Cugan said to me, “I’m Cu’gan-mhatthair MacMuircheartaigh.  That means in Gaelic, ‘b**tard son of a bi*** and a passing sailor.'”  Actually, literally it means, “Dog without mother, son of a passing sailor”; the rest was his embellishment.

This was the only time he cussed during the entire meeting.  He then grabbed a clipboard with some papers on it, jumped over and knelt down before me with a big smile on his face, and asked for my name and address.  I smiled and wrote down my name and college address.

At one point, someone announced a homemade brew or wine was available.  Cugan, after proclaiming his enthusiasm, got up and went with the others who sampled it.

Cevante spoke with me as well.  I said I just took a Celtic class at college.  She said, “Good girl!”

The meeting went on for probably two hours or more after Catherine and I arrived.  We mostly stayed in the living room.  At one point, she sat with Nadine on the couch, while I got cornered by the Herald, Donato.

I would have preferred to find Cugan and start a conversation, or listen to Nadine and Catherine’s conversation.  But to be polite, I sat and listened to Donato explain the structure of the SCA, its offices and ranks, and some of the rules: play the game by wearing garb at events, etc.

(You can find this same information here.  A few years later, I heard him give the same talk to a girl with the online handle Malika; she seemed fascinated.)  I caught parts of Nadine and Catherine’s conversation:

Nadine: “You’re married now?  Wow.”

Catherine: “You’re nineteen now?  I feel old!”

Cugan eventually returned; Catherine asked him about a music group he put together to practice period music.  She mentioned it to me before, and the possibility of my joining in with my tin whistle.  (This never happened, and the group didn’t last long.)  I wanted so much to break away from Donato and chat with Cugan.

Finally, Donato finished talking, and I was free! free!

In late afternoon or early evening, people began to go home.  Cugan put on a classy jean jacket, his hat and maybe a scarf, and said to me, “Do you hug?”

These SCA people were like Catherine, and loved to hug.  Now, probably like most people, I felt uncomfortable hugging people I barely knew.  But I said, “If somebody hugs me.”  In my mind I added, “Especially you.”

He hugged me, and I enjoyed it tremendously.  He said a cheerful good-bye to the rest of us, including Nadine, and left.  I hoped to soon see him again, and get to know him a lot better.

Complication: Nadine now said to the shire members near her, “It seems when I like him he hates me, and when I hate him, he likes me.”  (Much later, when I told him about this, he got upset and said, “I don’t know where she gets the idea that I hate her.”)  I wondered what was going on between them, and why she felt this way.  I didn’t think they were dating, at least.

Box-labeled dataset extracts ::
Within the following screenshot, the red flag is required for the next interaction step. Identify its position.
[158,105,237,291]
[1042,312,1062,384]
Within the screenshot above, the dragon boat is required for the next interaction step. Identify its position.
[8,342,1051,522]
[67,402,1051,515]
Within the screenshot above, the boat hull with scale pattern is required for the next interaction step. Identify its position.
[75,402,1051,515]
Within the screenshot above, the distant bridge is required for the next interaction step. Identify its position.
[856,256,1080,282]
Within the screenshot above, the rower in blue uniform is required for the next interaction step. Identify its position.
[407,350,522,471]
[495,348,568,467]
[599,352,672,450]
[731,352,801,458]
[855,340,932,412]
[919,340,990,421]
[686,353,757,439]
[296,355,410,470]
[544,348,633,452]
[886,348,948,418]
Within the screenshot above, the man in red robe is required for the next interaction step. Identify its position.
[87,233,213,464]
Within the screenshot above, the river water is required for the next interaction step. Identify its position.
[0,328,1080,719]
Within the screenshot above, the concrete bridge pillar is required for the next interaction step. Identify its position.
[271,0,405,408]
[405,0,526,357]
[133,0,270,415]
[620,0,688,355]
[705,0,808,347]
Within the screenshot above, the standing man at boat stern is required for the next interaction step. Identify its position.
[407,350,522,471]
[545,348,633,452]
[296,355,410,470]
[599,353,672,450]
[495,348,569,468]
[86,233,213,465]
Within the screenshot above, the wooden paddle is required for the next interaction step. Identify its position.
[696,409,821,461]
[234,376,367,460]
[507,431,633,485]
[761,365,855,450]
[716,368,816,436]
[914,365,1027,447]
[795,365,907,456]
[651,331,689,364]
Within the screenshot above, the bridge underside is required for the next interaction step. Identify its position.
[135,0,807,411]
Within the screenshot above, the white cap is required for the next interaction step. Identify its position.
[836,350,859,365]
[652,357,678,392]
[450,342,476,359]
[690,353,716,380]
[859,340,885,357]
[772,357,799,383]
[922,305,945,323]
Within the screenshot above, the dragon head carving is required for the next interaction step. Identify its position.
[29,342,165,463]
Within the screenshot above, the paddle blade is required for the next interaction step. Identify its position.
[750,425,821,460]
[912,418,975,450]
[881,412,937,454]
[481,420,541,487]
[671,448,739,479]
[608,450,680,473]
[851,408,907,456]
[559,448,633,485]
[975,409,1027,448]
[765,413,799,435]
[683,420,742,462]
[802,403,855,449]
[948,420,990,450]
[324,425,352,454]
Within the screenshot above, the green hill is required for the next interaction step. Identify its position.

WHAT YOU NEED TO DO ::
(1) Update the SCA meeting account between "(You can find" and "chat with Cugan.", inclusive, changing "tin whistle" to "recorder".
(2) In the SCA meeting account, how long did the meeting go on after Catherine and the narrator arrived?
(3) Translate this sentence from the SCA meeting account into Spanish: "He hugged me, and I enjoyed it tremendously."

RESPONSES PER TASK ::
(1)
(You can find this same information here.  A few years later, I heard him give the same talk to a girl with the online handle Malika; she seemed fascinated.)  I caught parts of Nadine and Catherine’s conversation:

Nadine: “You’re married now?  Wow.”

Catherine: “You’re nineteen now?  I feel old!”

Cugan eventually returned; Catherine asked him about a music group he put together to practice period music.  She mentioned it to me before, and the possibility of my joining in with my recorder.  (This never happened, and the group didn’t last long.)  I wanted so much to break away from Donato and chat with Cugan.

(2) Probably two hours or more.

(3) Me abrazó, y lo disfruté muchísimo.